## DATA SECTION
┌──
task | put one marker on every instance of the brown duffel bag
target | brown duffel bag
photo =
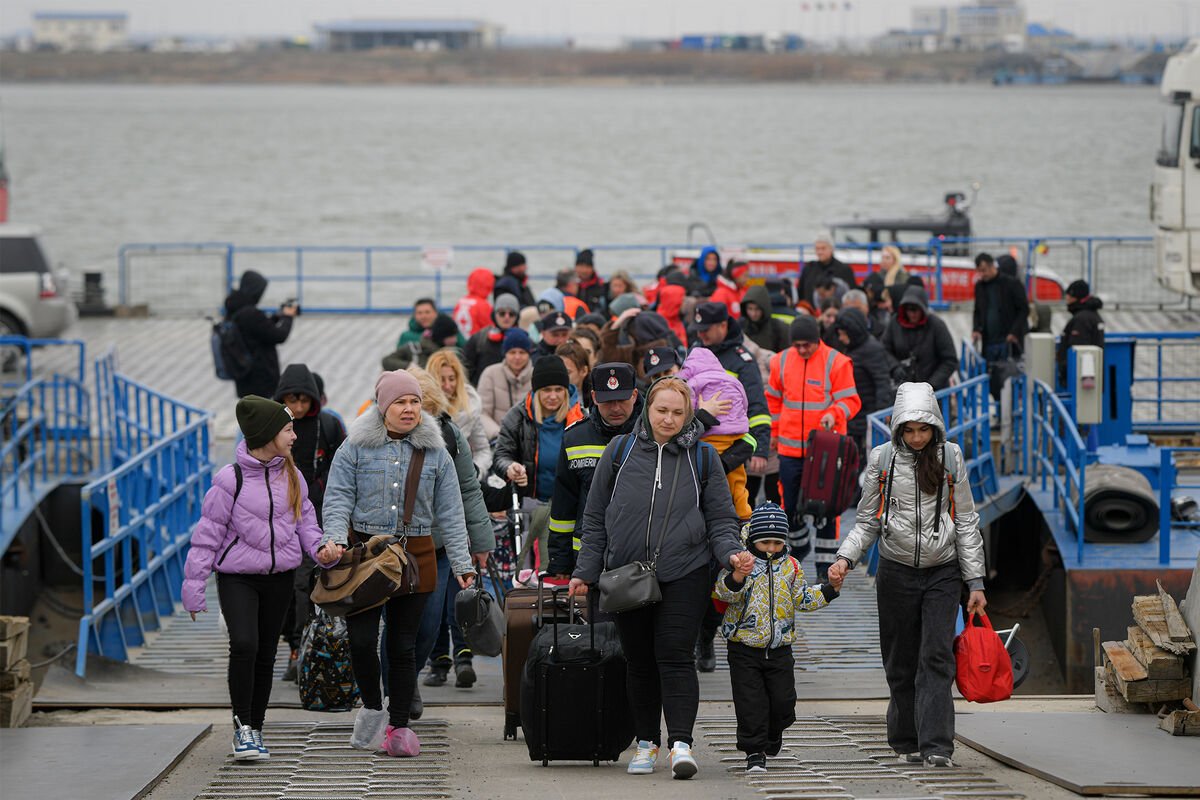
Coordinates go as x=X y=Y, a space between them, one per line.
└──
┌──
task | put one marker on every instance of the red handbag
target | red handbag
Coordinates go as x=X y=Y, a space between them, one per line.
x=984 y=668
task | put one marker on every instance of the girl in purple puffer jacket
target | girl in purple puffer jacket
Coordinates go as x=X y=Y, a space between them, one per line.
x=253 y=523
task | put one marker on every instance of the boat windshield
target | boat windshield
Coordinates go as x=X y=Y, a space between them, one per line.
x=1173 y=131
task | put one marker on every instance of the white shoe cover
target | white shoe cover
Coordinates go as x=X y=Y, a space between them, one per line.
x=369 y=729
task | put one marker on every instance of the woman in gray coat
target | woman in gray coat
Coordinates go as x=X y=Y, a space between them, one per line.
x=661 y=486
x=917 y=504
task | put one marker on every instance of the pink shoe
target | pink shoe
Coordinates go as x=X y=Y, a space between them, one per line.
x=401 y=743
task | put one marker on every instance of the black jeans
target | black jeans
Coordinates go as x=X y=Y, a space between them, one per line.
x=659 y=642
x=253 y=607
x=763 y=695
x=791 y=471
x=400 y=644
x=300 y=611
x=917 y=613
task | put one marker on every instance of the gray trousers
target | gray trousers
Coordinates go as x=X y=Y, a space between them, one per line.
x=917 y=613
└──
## DO THIS
Please give the part of the records that opens with the line containing "task | put one marker on every instance of the pink" and closes with the line containing "x=401 y=743", substituting "pink sneaker" for "pink shoe" and leaving everything else unchanged.

## THE OUTPUT
task | put one marker on every instance of the pink sneaker
target | pink sneaker
Coordinates go as x=X y=Y, a space between them, one per line.
x=401 y=743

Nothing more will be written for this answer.